Tasks for this exercise:
[A] Could you transcribe the Neko Case interview starting at the words "NC: Well, there" and stopping after "I'm just bored."?
[B] Do these statements agree with the Neko Case interview? Answer yes or no for each, quoting the deciding words. (i) Case's latest album was nominated for best alternative music album at this year's Grammy Awards. (ii) Case says she began noticing her obsession with knowing things about music at around age 16. (iii) Case is scheduled to perform on Saturday in Flagstaff.
[C] Can you write the next part of the Neko Case interview, picking up after its last sentence?

An Interview With Singer-Songwriter Neko Case
Singer-songwriter Neko Case is a rising star in both the punk rock and alt-country music scenes. Her work appears on many "Best Of" lists, including Amazon.com's Music Editor's Picks and NPR's All Songs Considered. And Case's latest album — The Worse Things Get, The Harder I Fight, The Harder I Fight, The More I Love You — was nominated for best alternative music album at this year's Grammy Awards. Neko Case will perform this Sunday in Flagstaff. From the road, she spoke with Arizona Public Radio's Gillian Ferris about the inspiration behind her music.
GF: I'm curious when, and in what form, music came into your life to the degree that it became a passion and, eventually, a career path for you.
NC: Well, there was no specific time. I listened to it all the time when I was a little kid, and my parents listened to it, and my grandparents listened to it, and everybody was a huge fan of music. So, I just kind of think it's always been that way. I kind of started noticing when I was around 13 that I was pretty obsessed with knowing things about it. And it also made me realize that though I was probably not the greatest student, I wasn't nearly so dumb as I thought because I could retain a lot of information about stuff I was interested in. That's when I kind of put that nut together. I was like, ok, I'm not a total dummy cause I can remember these things. I'm, like, maybe I'm just bored.

(Entries from a pointing dataset)
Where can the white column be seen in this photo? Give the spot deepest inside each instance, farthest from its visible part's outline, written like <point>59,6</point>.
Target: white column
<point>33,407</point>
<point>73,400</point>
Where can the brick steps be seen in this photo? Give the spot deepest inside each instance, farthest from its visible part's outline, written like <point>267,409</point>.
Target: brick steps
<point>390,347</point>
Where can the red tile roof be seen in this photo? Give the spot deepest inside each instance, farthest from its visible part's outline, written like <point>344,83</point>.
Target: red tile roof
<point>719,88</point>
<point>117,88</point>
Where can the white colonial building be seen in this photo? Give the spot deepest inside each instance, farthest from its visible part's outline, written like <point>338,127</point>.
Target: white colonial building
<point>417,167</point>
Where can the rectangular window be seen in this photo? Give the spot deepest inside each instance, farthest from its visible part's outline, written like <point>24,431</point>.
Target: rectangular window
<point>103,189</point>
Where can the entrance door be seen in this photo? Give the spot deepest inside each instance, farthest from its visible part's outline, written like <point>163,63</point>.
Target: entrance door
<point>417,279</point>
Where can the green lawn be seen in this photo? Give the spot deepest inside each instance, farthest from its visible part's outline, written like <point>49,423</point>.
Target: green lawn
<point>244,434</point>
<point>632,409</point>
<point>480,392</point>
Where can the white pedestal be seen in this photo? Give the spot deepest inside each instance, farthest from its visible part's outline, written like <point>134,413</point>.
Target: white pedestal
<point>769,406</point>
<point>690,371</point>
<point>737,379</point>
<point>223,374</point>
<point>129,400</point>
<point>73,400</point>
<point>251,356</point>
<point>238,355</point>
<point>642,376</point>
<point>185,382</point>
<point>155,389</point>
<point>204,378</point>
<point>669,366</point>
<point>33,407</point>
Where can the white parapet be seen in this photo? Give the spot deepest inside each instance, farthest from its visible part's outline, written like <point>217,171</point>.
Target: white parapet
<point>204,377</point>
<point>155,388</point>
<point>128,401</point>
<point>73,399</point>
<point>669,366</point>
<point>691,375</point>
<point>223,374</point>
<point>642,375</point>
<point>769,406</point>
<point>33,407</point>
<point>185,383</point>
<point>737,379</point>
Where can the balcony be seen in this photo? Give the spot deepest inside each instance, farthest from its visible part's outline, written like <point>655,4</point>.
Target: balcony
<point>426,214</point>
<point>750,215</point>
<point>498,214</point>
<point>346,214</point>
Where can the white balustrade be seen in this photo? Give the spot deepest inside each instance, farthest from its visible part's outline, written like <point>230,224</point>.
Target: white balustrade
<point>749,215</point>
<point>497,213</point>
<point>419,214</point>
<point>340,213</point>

Answers provided:
[A]
NC: Well, there was no specific time. I listened to it all the time when I was a little kid, and my parents listened to it, and my grandparents listened to it, and everybody was a huge fan of music. So, I just kind of think it's always been that way. I kind of started noticing when I was around 13 that I was pretty obsessed with knowing things about it. And it also made me realize that though I was probably not the greatest student, I wasn't nearly so dumb as I thought because I could retain a lot of information about stuff I was interested in. That's when I kind of put that nut together. I was like, ok, I'm not a total dummy cause I can remember these things. I'm, like, maybe I'm just bored.

[B]
(i) Yes: "was nominated for best alternative music album at this year's Grammy Awards"
(ii) No: "I kind of started noticing when I was around 13 that I was pretty obsessed with knowing things about it"
(iii) No: "Neko Case will perform this Sunday in Flagstaff"

[C]
GF: Speaking of your childhood, you are very open in interviews about having a pretty unhappy childhood. You've been quoted as saying you had "crappy parents" and that you probably shouldn't even be here. How much does that experience play into your song writing?
NC: I'm so close to it I don't actually know. I'm just a really independent person because I raised myself. So, I'm probably less afraid and less self-conscious in some way. I mean, I am trying to please people. I do want love on a huge level. No question. But, I guess there's no one to answer to. But that desire's still there, like, love me, I'll love you back. Look how I'll love you! Let's get to the lovin' everybody!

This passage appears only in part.